Problem –
Please lay out every line of the material below as a numbered list, skipping blank lines and omitting the pictures.

Source records –
⟨

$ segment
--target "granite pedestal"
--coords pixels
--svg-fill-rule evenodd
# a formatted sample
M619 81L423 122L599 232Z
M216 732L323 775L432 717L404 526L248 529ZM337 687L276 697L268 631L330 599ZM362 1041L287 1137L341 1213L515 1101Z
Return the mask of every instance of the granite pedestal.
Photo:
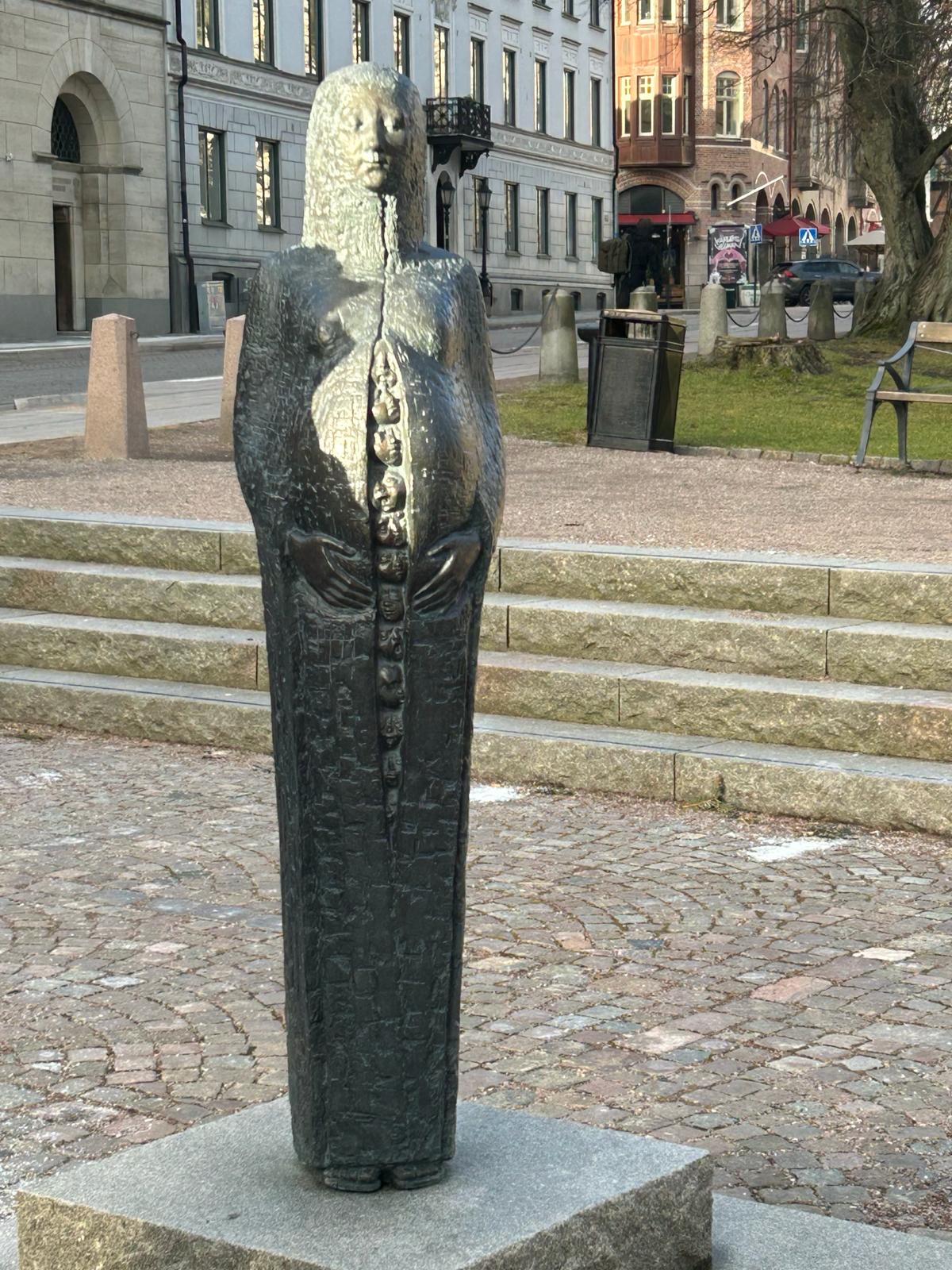
M326 1190L286 1100L20 1191L20 1270L707 1270L711 1161L461 1104L443 1182Z

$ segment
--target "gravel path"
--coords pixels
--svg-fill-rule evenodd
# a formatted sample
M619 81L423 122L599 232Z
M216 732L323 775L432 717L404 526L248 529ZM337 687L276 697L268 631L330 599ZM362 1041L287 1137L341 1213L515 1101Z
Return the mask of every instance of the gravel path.
M499 792L473 790L463 1097L949 1237L947 842ZM286 1063L269 759L8 730L0 815L3 1217L24 1179L277 1097Z
M75 444L30 447L46 457L6 447L0 503L248 518L213 425L154 433L149 462L86 462ZM515 439L506 453L510 537L949 560L952 481L942 478Z

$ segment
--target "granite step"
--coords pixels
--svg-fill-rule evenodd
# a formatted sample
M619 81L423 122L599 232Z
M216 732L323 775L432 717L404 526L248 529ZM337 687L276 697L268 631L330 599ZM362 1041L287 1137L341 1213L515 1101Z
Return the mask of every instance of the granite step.
M493 653L480 710L806 745L896 758L952 758L952 692Z
M254 575L3 559L0 606L0 621L15 622L0 630L0 662L18 665L108 669L108 646L118 659L112 667L117 673L239 686L215 669L222 662L231 664L226 638L217 636L212 652L201 629L234 629L231 641L244 646L254 632L259 643L263 639ZM70 622L66 615L88 621ZM491 592L481 644L500 653L952 691L952 626L941 625ZM69 660L60 659L67 649ZM89 649L86 662L83 649ZM169 672L140 672L143 657L161 665L161 650L174 663ZM246 650L239 658L246 668L249 657ZM264 658L259 662L263 668ZM258 676L254 665L250 672ZM260 676L240 682L267 686Z
M0 667L0 719L135 739L270 748L267 692ZM543 719L476 718L482 781L952 832L952 765Z
M248 523L0 508L0 555L253 574ZM504 538L490 589L952 625L952 566Z

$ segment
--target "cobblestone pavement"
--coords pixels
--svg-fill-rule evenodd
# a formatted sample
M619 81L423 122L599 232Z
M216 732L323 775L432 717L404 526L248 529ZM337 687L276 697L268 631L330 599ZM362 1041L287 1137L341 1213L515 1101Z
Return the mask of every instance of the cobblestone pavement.
M947 839L538 791L472 810L465 1097L948 1237ZM282 1092L269 761L6 732L0 814L8 1203Z

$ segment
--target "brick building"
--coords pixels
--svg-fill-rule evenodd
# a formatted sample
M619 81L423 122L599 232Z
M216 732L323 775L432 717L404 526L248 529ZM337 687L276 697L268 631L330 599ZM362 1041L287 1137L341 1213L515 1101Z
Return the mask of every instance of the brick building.
M697 304L715 227L792 211L829 227L819 250L845 255L868 222L835 104L812 90L817 38L805 0L618 0L618 222L654 222L674 304ZM790 239L750 249L748 277L791 254Z

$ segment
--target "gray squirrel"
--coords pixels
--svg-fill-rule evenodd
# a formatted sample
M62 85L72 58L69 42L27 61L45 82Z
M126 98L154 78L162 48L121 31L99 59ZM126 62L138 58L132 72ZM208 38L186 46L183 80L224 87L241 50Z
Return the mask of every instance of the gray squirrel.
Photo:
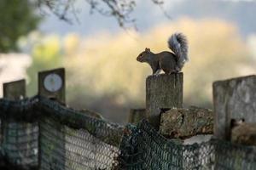
M157 75L161 70L166 74L177 73L181 71L184 64L189 61L188 41L182 33L174 33L168 40L169 48L173 52L163 51L154 54L150 48L146 48L137 60L148 63L153 71L153 75Z

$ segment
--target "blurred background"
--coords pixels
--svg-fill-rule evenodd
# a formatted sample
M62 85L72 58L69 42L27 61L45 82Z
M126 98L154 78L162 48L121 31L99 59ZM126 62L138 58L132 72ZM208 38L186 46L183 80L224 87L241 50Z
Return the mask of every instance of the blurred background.
M151 74L136 57L169 50L176 31L189 43L184 106L211 109L212 82L256 72L255 1L136 0L123 22L92 8L102 0L57 2L0 1L1 83L26 77L32 96L38 71L65 67L68 105L125 123L130 108L145 107Z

⟩

Exercise response –
1. $ segment
2. --target "granite pedestal"
3. --coords pixels
4. --svg-fill-rule evenodd
5. # a formatted sample
6. M619 81L423 122L599 232Z
7. M216 732L323 775L432 717L404 526L248 529ZM337 687L276 697L268 631L330 599ZM362 1041L287 1137L341 1213L515 1101Z
8. Return the mask of every instance of the granite pedestal.
9. Photo:
10. M326 1190L286 1100L20 1191L20 1270L707 1270L711 1161L461 1104L443 1182Z
11. $ segment
12. --target "gravel path"
13. --coords pixels
14. --svg-fill-rule evenodd
15. # a formatted sample
16. M619 81L423 122L599 232Z
17. M216 732L323 775L432 717L404 526L248 529ZM337 687L276 697L268 631L330 599ZM362 1041L287 1137L341 1213L515 1101Z
18. Return the mask of every instance of the gravel path.
19. M499 792L473 790L463 1097L949 1237L947 842ZM286 1063L269 759L8 730L0 815L3 1217L24 1179L277 1097Z
20. M75 444L30 447L46 457L6 447L0 503L248 518L213 425L154 433L149 462L86 462ZM515 439L506 453L510 537L949 560L952 481L942 478Z
21. $ segment
22. --target "granite step"
23. --coords pixels
24. --svg-fill-rule evenodd
25. # a formatted sample
26. M619 81L423 122L599 232Z
27. M216 732L323 775L432 717L404 526L248 529ZM337 687L276 697L268 631L330 599ZM362 1041L287 1137L341 1213L515 1101Z
28. Return the mask of every instance of the granite step.
29. M493 653L480 710L806 745L896 758L952 758L952 692Z
30. M254 575L3 559L0 606L0 621L15 622L0 630L0 662L18 665L108 669L108 646L118 659L112 667L117 673L239 686L215 669L222 662L231 664L226 638L217 636L212 652L201 629L234 629L231 641L244 646L254 632L259 643L263 639ZM70 622L66 615L88 621ZM491 592L481 644L500 653L952 691L952 626L941 625ZM69 660L60 659L67 649ZM89 649L86 662L83 649ZM169 672L140 672L143 657L161 665L161 650L174 663ZM246 650L239 658L246 668L249 657ZM264 658L259 662L263 668ZM258 676L254 665L250 672ZM260 676L240 682L267 686Z
31. M0 667L0 719L135 739L270 748L267 692ZM543 719L476 718L482 781L952 832L952 765Z
32. M248 523L0 508L0 555L253 574ZM504 538L490 589L952 625L952 566Z
33. $ segment
34. --target "cobblestone pavement"
35. --coords pixels
36. --svg-fill-rule evenodd
37. # a formatted sample
38. M619 81L423 122L599 232Z
39. M216 732L323 775L432 717L404 526L248 529ZM337 687L276 697L268 631L330 599ZM362 1041L287 1137L341 1213L515 1101Z
40. Return the mask of every instance of the cobblestone pavement.
41. M947 839L538 791L472 810L465 1097L948 1237ZM282 1092L269 761L6 732L0 814L8 1203Z
42. $ segment
43. --target "brick building"
44. --coords pixels
45. --svg-fill-rule evenodd
46. # a formatted sample
47. M619 81L423 122L599 232Z
48. M216 732L323 775L432 717L404 526L248 529ZM337 687L276 697L268 631L330 599ZM362 1041L287 1137L341 1213L515 1101Z
49. Return the mask of every instance of the brick building.
50. M697 304L715 227L792 211L829 227L819 250L845 255L868 222L835 104L812 90L817 38L805 0L618 0L618 222L654 222L674 304ZM790 239L750 249L748 277L791 254Z
51. $ segment
52. --target "gray squirrel"
53. --coords pixels
54. --svg-fill-rule evenodd
55. # a formatted sample
56. M62 85L72 58L69 42L27 61L45 82Z
57. M126 98L154 78L162 48L121 31L99 59ZM126 62L138 58L132 72ZM208 38L186 46L183 80L224 87L241 50Z
58. Return the mask of every instance of the gray squirrel.
59. Photo:
60. M157 75L161 70L166 74L177 73L181 71L184 64L189 61L188 41L182 33L174 33L168 40L169 48L173 52L163 51L154 54L150 48L146 48L137 60L148 63L153 71L153 75Z
61. $ segment
62. --target "blurred background"
63. --coords pixels
64. --svg-fill-rule evenodd
65. # a formatted sample
66. M62 85L72 58L69 42L27 61L45 82Z
67. M126 98L154 78L162 48L121 31L99 59ZM126 62L138 58L132 72ZM208 38L186 46L183 80L224 87L241 50Z
68. Return the mask of every instance of the blurred background.
69. M151 74L136 57L169 50L176 31L189 43L184 106L211 109L212 82L256 72L255 1L136 0L123 22L92 8L102 0L57 2L0 1L1 83L26 77L32 96L38 71L65 67L68 105L125 123L130 108L145 107Z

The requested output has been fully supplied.